#### Extract

Which utility function do contestants actually use when playing the game? Researchers have collected game-play data from the show and modeled the utility functions and choice models used by the contestants and The Banker. In this question, you will determine, based on actual game-play data, which utility function provides the closest fit to human behavior.

The data come in the form of an array where rows are dollar values (those on the board) and columns are game rounds. The value is `True` if that dollar value remains in play on the board and `False` if it has been eliminated. Your goal is to evaluate each utility function by tallying up the number of rounds where the predicted response matches that of the contestant.

Here's an example history of the board from one particular contestant:

In [None]:
contestant_001 = dict(np.load("data/deal_or_no_deal/contestant_001.npz"))

#### Information given
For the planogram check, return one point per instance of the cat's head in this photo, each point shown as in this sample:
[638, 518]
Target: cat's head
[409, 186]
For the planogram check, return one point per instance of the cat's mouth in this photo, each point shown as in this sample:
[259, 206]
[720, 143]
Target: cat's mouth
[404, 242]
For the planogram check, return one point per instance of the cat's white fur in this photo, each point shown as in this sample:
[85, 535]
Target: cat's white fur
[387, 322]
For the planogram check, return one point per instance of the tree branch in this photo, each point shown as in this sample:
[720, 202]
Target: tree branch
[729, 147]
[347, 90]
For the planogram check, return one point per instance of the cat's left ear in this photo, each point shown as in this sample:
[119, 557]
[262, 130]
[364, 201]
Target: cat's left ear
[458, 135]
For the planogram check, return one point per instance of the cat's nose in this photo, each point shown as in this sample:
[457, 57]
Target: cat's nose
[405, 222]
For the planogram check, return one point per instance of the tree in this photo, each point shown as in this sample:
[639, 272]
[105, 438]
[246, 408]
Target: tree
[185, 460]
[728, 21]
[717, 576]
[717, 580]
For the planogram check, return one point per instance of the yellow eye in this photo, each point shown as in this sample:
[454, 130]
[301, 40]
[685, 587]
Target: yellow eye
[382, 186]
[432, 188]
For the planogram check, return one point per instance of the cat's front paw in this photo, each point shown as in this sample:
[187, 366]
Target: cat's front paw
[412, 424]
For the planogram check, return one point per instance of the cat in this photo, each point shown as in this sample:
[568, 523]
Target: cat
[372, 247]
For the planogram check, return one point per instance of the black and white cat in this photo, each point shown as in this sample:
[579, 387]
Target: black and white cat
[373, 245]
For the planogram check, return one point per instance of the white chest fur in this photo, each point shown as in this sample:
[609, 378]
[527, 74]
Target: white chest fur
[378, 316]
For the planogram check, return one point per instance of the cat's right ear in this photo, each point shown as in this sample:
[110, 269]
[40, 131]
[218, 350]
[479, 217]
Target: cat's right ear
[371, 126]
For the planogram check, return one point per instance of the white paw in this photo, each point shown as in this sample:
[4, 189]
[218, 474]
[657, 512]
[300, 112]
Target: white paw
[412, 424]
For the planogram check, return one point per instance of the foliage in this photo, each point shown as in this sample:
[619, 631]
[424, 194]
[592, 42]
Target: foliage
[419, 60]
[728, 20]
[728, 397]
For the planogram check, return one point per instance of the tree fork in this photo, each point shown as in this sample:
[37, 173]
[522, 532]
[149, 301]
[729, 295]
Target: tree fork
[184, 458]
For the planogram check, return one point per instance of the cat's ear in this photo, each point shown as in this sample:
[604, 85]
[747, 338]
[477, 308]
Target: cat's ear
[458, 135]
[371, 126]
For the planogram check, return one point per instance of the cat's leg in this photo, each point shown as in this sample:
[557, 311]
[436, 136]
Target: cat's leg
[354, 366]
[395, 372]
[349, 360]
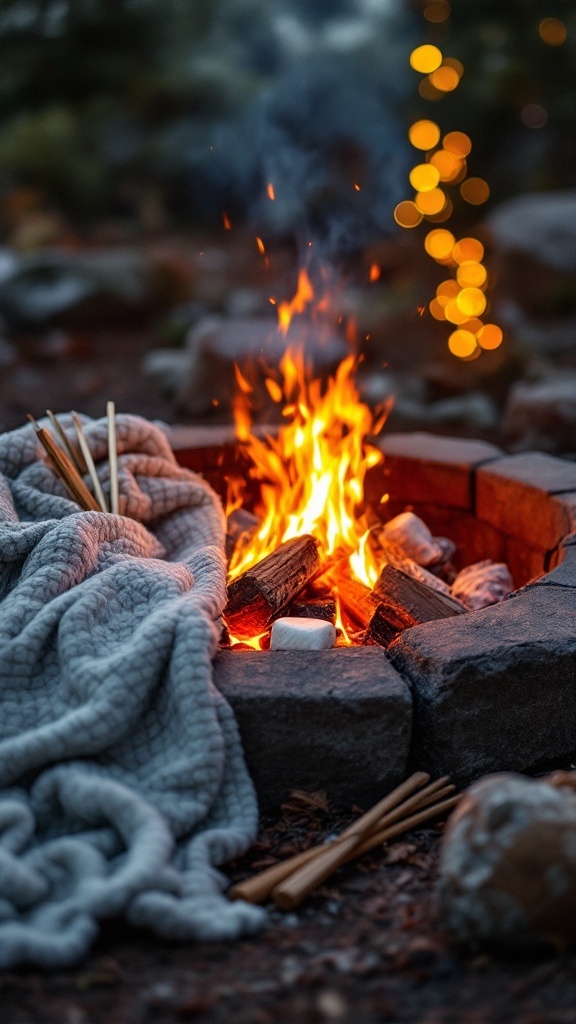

#### What to do
(1) Using the excerpt on game-play data, say whether each statement agrees with it, answering yes or no and quoting the deciding words. (a) In the array, rows are game rounds and columns are dollar values. (b) A dollar value that has been eliminated is marked `False`. (c) Each utility function is judged by counting the rounds where the predicted response matches the contestant's.
(2) List every line of the records that contains the string "yellow". Case counts.

#### Answers for the exercise
(1)
(a) No: "rows are dollar values (those on the board) and columns are game rounds"
(b) Yes: "`False` if it has been eliminated"
(c) Yes: "tallying up the number of rounds where the predicted response matches that of the contestant"

(2)
For the planogram check, return one point per instance of the yellow eye in this photo, each point shown as in this sample:
Target: yellow eye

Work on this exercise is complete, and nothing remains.